# WRITTEN INSTRUCTION 1:
In one to three sentences, explain why the assessment of sovereign sustainability-linked bonds below calls the strength of their incentives questionable.

# DOCUMENT TEXT:
◆ ◆ ◆ ◆ ◆

October 25, 2023
A sober assessment of the sovereign sustainability-linked bond value proposition
The value proposition of sustainability-linked bonds (SLBs) for sovereigns, compared to conventional bonds as presented in public discourse to date, has generally rested on three core features of the instrument:
- They can command a lower cost of funding because they appeal to larger pools of investors with environmental, social, and governance (ESG) mandates;
- They incentivise government action towards ESG objectives through step-downs or step-ups in the coupon rate, depending on whether key performance indicators (KPIs) achieve predetermined targets or not;
- They lock in sustainability commitments through the political cycle by embedding commitments into long-term and legally binding financial contracts.
There are still too few data points to say conclusively whether SLBs deliver these benefits.
Neither Chile nor Uruguay’s SLBs generated a discernible ‘greenium’ at issuance. The strength of their incentives is also questionable since the coupon step-ups and step-downs of between 5 and 50 basis points do not present material outlays or savings in debt-service if they were triggered under current conditions. Although issuers may still wish to avoid the reputational hit of missing a sustainability target, they may nevertheless weigh the political costs of abiding by the commitments to be greater than paying the financial penalty or retiring the SLB early.

◆ ◆ ◆ ◆ ◆

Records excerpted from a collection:

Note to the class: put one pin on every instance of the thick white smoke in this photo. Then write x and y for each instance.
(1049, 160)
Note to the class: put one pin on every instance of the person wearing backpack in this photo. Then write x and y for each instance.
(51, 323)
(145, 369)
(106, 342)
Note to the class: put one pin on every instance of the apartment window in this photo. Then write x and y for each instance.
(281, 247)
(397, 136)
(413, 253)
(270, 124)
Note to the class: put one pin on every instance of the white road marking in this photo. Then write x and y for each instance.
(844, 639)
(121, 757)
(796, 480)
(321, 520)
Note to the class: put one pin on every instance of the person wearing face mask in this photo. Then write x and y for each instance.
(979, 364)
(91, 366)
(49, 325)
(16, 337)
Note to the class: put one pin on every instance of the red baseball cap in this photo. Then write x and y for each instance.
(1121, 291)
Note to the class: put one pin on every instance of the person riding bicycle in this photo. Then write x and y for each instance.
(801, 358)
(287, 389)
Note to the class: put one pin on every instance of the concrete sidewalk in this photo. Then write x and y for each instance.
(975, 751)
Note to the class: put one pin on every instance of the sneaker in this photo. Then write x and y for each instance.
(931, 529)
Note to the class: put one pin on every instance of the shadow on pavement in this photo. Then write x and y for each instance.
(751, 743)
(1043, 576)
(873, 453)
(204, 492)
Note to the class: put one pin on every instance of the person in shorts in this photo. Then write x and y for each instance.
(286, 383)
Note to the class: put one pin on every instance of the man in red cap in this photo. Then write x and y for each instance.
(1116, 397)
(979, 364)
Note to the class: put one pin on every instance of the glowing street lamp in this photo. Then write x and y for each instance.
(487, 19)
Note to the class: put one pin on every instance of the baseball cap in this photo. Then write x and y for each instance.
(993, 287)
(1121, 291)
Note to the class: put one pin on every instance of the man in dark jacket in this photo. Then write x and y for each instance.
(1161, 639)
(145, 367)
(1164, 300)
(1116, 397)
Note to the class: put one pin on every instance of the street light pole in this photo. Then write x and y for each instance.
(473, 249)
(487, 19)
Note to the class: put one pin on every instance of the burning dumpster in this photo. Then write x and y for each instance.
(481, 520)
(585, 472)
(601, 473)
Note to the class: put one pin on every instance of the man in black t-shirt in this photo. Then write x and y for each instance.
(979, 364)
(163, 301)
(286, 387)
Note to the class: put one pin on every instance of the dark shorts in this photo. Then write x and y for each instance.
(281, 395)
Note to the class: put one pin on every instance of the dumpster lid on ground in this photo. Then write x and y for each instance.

◆ ◆ ◆ ◆ ◆

# WRITTEN INSTRUCTION 2:
Reproduce the records word for word, starting with the line that contains "the person riding" and going on through the end of the records.

# WORKED ANSWER 1:
The assessment calls the incentives questionable because the coupon step-ups and step-downs range from only 5 to 50 basis points. If they were triggered under current conditions, they would not mean material outlays or savings in debt service.

# WORKED ANSWER 2:
Note to the class: put one pin on every instance of the person riding bicycle in this photo. Then write x and y for each instance.
(801, 358)
(287, 389)
Note to the class: put one pin on every instance of the concrete sidewalk in this photo. Then write x and y for each instance.
(975, 751)
Note to the class: put one pin on every instance of the sneaker in this photo. Then write x and y for each instance.
(931, 529)
Note to the class: put one pin on every instance of the shadow on pavement in this photo. Then write x and y for each instance.
(751, 743)
(1043, 576)
(873, 453)
(204, 492)
Note to the class: put one pin on every instance of the person in shorts in this photo. Then write x and y for each instance.
(286, 383)
Note to the class: put one pin on every instance of the man in red cap in this photo. Then write x and y for each instance.
(1116, 397)
(979, 364)
Note to the class: put one pin on every instance of the glowing street lamp in this photo. Then write x and y for each instance.
(487, 19)
Note to the class: put one pin on every instance of the baseball cap in this photo. Then write x and y for each instance.
(993, 287)
(1121, 291)
Note to the class: put one pin on every instance of the man in dark jacket in this photo. Then write x and y for each instance.
(1161, 639)
(145, 367)
(1164, 300)
(1116, 397)
Note to the class: put one pin on every instance of the street light pole in this photo. Then write x and y for each instance.
(473, 249)
(487, 19)
Note to the class: put one pin on every instance of the burning dumpster in this photo. Then write x and y for each instance.
(481, 520)
(585, 472)
(601, 473)
Note to the class: put one pin on every instance of the man in black t-shirt in this photo. Then write x and y for each instance.
(979, 364)
(163, 301)
(286, 387)
Note to the class: put one pin on every instance of the dark shorts in this photo. Then write x and y for each instance.
(281, 395)
Note to the class: put one pin on every instance of the dumpster lid on ground in this photo. Then write x and y for each instance.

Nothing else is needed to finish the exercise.